__TEXT EXCERPT__:
I have not completely read / understood your situation, so forgive me 
for jumping in.

I don't know much about tap0 device so maybe you can eligthen me.  But 
from what I can see you can setup a NETWORK on a tapX interface and the 
kernel will route all traffic to the interface as-if its a hardware 
device, except its not, its a software device that passes packets 
between userspace and the kernel interface through the use of a file 
descriptor / socket, created by opening a device like file.

I use the word NETWORK since it behaves like a normal interface, that is 
you give it an IP address that represents the kernels interface facing 
the userspace software/virtual network.  Therefore you should have setup 
the interface with a netmask to allow other IPs to exist on that 
network, it is those IPs that your application program should assume and 
use.

To do this means the tap0 interface is configured along the lines of 
192.168.1.8/30, using a netmask of 255.255.255.252, using 192.168.1.9 as 
the kernel interface IP, 192.168.1.10 as your applications IP.   Then 
run your "ping -I tap0" again.

__WORK TO COMPLETE__: Extend the tap0 networking explanation above, starting after its final sentence.

__GIVEN INFORMATION__:
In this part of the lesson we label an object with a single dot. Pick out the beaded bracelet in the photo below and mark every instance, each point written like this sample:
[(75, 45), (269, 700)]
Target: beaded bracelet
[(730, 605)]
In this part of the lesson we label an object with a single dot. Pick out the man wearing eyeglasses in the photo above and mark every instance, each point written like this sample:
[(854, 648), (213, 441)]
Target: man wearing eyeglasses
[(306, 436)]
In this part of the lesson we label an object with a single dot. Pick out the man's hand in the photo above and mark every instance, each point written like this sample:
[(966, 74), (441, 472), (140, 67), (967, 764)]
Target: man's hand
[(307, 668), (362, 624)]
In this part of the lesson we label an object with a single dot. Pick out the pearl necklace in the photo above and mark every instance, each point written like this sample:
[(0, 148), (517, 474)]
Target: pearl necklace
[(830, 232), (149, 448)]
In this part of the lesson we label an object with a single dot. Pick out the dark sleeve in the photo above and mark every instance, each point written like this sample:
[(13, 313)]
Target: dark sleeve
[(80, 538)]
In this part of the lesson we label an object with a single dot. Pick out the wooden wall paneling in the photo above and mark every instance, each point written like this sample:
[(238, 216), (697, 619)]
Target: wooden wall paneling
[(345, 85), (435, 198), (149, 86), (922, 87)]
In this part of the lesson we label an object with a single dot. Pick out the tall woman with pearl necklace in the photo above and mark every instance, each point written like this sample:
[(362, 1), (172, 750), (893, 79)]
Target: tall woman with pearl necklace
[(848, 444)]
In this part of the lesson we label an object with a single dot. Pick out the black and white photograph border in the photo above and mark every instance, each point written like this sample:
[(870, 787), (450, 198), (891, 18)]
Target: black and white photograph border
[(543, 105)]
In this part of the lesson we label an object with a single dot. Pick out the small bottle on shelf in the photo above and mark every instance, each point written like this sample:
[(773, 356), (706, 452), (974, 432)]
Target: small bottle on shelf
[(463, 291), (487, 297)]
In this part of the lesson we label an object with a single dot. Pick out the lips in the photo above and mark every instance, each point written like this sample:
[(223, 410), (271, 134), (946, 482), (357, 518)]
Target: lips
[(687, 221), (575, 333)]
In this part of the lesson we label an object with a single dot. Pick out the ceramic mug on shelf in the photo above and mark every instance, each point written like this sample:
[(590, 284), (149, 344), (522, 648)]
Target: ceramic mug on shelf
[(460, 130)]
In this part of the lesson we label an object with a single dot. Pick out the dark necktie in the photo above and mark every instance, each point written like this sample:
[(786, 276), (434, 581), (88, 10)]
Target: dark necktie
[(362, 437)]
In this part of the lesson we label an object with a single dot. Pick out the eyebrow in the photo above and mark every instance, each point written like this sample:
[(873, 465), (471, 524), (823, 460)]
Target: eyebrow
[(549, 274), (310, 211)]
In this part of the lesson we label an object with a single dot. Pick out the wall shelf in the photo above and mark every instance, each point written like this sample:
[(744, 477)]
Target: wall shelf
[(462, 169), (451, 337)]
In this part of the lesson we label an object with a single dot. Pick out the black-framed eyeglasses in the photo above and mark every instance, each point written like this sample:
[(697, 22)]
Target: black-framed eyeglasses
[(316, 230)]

__WRITTEN RESPONSE__:
Now if on the other hand you are wanting to sniff all traffic to a 
particular IP address from your ethernet segment, but not have the 
kernel stack treat the packets as local, then down all the tapX 
interfaces, then checkout AF_RAW, NETLINK, whatever the current scheme 
is for injecting / sniffing packets and setup a proxy ARP addresses of 
the IPs you want to assume on the LAN.  However if the box this is all 
hosted on has a lot of other traffic destined for the kernel stack you 
will have to receive, filter, discard all those packets through into 
userspace.  Maybe socket filters can help in the kernel, but the point 
is the tapX interfaces when used as a NETWORK would be a better solution.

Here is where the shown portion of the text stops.